▸ **PROVIDED INFORMATION**
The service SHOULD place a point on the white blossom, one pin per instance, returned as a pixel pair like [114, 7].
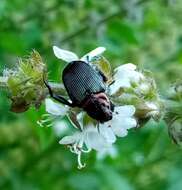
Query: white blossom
[69, 56]
[124, 76]
[91, 138]
[123, 119]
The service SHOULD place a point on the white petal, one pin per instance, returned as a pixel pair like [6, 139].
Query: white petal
[65, 55]
[123, 111]
[118, 129]
[67, 140]
[54, 108]
[119, 83]
[96, 52]
[128, 123]
[107, 133]
[95, 141]
[128, 66]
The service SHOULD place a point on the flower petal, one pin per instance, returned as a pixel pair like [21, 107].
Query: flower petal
[128, 66]
[123, 111]
[54, 108]
[107, 133]
[124, 75]
[128, 123]
[67, 140]
[65, 55]
[95, 141]
[96, 52]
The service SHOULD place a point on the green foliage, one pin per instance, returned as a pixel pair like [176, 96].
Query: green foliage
[147, 34]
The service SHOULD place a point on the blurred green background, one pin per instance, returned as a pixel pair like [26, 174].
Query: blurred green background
[147, 33]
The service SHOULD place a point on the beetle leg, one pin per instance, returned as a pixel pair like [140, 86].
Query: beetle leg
[105, 79]
[58, 97]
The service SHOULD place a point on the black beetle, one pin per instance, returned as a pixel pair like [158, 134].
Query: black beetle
[86, 87]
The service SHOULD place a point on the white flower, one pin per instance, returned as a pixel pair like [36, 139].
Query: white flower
[154, 109]
[91, 138]
[54, 110]
[124, 76]
[69, 56]
[123, 120]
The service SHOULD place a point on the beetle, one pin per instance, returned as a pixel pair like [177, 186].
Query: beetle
[86, 87]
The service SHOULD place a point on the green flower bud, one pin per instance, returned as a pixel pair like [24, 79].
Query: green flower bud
[26, 83]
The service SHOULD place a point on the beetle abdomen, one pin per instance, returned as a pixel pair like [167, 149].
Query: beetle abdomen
[79, 79]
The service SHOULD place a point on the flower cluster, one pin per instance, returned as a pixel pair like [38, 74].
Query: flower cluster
[138, 89]
[25, 83]
[128, 90]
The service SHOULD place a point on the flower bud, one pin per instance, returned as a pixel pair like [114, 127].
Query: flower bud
[25, 83]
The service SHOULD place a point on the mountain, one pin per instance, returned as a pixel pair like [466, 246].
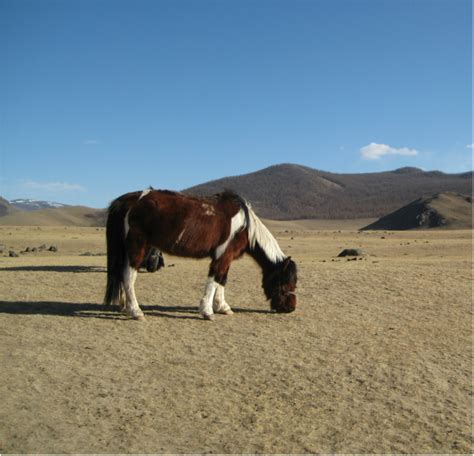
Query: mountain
[443, 210]
[62, 216]
[281, 192]
[34, 205]
[290, 191]
[6, 208]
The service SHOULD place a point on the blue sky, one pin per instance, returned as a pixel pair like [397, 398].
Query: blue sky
[101, 97]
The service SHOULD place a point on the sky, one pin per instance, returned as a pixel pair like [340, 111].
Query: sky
[102, 97]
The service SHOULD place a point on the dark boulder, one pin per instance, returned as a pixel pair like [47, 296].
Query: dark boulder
[351, 252]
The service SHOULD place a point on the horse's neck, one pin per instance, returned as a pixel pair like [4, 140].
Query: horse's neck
[259, 255]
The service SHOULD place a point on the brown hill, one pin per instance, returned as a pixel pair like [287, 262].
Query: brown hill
[443, 210]
[64, 216]
[288, 191]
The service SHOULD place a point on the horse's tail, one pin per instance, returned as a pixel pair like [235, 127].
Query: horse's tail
[116, 251]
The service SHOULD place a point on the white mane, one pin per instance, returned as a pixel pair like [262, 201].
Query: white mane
[259, 233]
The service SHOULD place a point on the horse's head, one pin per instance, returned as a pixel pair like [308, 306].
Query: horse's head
[280, 285]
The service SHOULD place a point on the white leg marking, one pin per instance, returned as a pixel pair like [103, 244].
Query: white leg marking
[131, 304]
[127, 225]
[205, 306]
[220, 305]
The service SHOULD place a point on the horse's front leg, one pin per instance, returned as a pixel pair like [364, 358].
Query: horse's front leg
[220, 305]
[205, 306]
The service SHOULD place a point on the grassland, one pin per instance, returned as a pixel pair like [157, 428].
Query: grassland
[376, 359]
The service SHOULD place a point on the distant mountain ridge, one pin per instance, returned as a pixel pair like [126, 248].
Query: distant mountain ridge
[443, 210]
[280, 192]
[34, 205]
[290, 191]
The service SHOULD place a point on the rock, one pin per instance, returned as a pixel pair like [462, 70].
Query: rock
[351, 252]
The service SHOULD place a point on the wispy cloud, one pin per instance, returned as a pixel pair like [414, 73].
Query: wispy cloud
[374, 151]
[52, 187]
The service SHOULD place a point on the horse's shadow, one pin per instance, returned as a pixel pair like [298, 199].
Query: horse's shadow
[90, 310]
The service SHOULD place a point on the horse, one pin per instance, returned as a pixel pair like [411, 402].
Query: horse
[222, 227]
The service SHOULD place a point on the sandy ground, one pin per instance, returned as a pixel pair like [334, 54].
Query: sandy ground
[376, 359]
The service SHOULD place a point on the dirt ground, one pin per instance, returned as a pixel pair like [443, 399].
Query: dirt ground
[376, 359]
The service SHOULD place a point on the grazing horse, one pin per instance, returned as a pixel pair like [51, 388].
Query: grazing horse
[222, 227]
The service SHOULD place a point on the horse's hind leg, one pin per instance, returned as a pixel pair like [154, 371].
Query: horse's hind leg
[131, 304]
[136, 252]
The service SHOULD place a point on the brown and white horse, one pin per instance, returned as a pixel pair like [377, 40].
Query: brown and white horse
[222, 227]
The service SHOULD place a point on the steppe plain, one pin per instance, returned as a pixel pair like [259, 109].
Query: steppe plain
[377, 357]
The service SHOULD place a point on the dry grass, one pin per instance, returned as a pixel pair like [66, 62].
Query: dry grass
[376, 359]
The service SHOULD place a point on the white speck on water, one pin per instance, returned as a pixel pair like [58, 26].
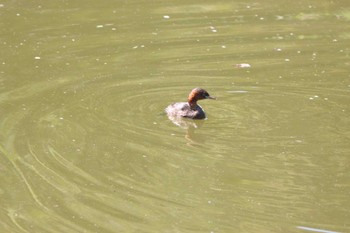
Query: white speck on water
[238, 91]
[243, 65]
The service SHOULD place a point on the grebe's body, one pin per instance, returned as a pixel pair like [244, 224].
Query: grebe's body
[189, 109]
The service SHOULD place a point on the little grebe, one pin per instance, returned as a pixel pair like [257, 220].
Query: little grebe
[189, 109]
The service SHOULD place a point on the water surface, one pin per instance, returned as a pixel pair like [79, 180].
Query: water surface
[85, 145]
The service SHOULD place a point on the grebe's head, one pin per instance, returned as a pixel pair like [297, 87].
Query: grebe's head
[199, 94]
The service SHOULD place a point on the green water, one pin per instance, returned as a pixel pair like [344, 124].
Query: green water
[85, 145]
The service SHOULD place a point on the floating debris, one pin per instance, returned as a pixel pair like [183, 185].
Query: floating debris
[315, 229]
[243, 65]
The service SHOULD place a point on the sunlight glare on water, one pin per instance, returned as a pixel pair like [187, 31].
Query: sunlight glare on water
[85, 145]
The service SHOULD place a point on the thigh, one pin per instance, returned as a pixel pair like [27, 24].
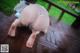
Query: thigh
[41, 23]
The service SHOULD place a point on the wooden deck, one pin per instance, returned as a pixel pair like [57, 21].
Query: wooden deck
[17, 44]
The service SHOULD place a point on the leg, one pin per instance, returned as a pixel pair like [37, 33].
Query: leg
[31, 39]
[13, 27]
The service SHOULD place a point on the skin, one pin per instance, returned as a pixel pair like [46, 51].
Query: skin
[35, 16]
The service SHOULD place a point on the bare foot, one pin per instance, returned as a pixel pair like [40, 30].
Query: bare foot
[30, 42]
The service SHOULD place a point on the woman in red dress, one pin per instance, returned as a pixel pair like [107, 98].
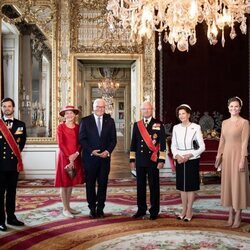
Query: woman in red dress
[69, 152]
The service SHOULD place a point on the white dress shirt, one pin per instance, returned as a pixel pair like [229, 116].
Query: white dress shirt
[96, 120]
[182, 140]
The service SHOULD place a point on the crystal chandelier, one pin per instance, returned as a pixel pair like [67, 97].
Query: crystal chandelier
[108, 86]
[176, 20]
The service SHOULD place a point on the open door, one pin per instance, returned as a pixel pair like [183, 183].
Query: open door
[136, 93]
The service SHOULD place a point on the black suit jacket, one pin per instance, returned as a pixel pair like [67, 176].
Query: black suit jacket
[90, 140]
[8, 160]
[139, 151]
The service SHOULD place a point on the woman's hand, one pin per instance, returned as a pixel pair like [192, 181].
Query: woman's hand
[187, 157]
[242, 165]
[73, 156]
[179, 159]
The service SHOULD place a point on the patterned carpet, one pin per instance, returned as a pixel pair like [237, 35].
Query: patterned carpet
[39, 206]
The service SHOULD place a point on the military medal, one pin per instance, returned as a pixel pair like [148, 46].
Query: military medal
[155, 136]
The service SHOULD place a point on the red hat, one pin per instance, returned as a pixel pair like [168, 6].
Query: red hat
[69, 108]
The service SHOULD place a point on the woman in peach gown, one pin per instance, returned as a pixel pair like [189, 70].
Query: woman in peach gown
[232, 153]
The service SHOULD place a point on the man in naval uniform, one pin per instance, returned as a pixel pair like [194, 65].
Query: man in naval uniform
[147, 156]
[12, 141]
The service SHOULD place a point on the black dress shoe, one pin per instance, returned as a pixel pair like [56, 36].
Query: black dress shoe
[15, 222]
[100, 214]
[139, 214]
[153, 217]
[92, 214]
[3, 227]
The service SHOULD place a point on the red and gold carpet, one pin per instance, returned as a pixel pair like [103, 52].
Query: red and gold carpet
[39, 206]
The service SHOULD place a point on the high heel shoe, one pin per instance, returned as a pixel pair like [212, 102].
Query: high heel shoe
[73, 211]
[67, 214]
[180, 217]
[237, 224]
[186, 219]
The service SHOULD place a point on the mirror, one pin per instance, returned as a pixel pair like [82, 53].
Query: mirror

▸ **REQUIRED TASK**
Please rewrite every line of the records, starting at the line that contains "The service SHOULD place a point on the black suit" and ending with the last line of the records, requests included. Multiply each point coordinate in the answers by 1.3 and round to whole numbers, with halves rounded up, but leave the requests and their sample pairs unchanged.

▸ **TASK SOLUTION**
The service SHOULD place a point on the black suit jacket, one pin per instance, returned as a pixel pair like [67, 176].
Query: black suit jacket
[117, 182]
[10, 208]
[181, 196]
The service SHOULD place a point on the woman's hand, one pin per instance, returned as a pixel pair like [192, 181].
Query: woman's hand
[243, 204]
[315, 215]
[95, 203]
[233, 207]
The service SHOULD place a point on the patterned carpet, one pin per instance, returned as a pixel pair like [237, 35].
Query: patterned carpet
[51, 268]
The service SHOULD place a point on the military medal, one pin per instance, returned as a pixel pair like [148, 46].
Query: military medal
[202, 177]
The service SHOULD place a point on the red hat, one pin per instance, returned as a pixel pair like [168, 6].
Query: red hat
[90, 140]
The service SHOULD place a point on the woman in peach gown, one pin per instance, returned as a pixel pair like [189, 70].
Query: woman in peach gown
[302, 199]
The service SHOULD place a point on the man in naval uniform, one pin per instance, returned as a pixel pair like [194, 65].
Query: man in naval uniform
[191, 203]
[16, 183]
The service SHOULD place a point on the black dress shoe, one pin per instance, returned as a pixel pair like [56, 36].
Query: black dress shoe
[20, 289]
[130, 278]
[181, 278]
[199, 282]
[120, 278]
[4, 295]
The service SHOULD place a point on the red and gold carpet, one pin per instance, returned as a pixel pair like [103, 52].
Query: red and gold carpet
[51, 268]
The service SHOULD place a point on the high heel shoe, one pin per instance, returned as a pixel pair like [212, 102].
Query: high heel shoe
[95, 274]
[87, 278]
[234, 282]
[308, 291]
[242, 285]
The service SHOULD place a point on the mirror, one pin per instance, returned as a pixel pair like [82, 53].
Query: mirror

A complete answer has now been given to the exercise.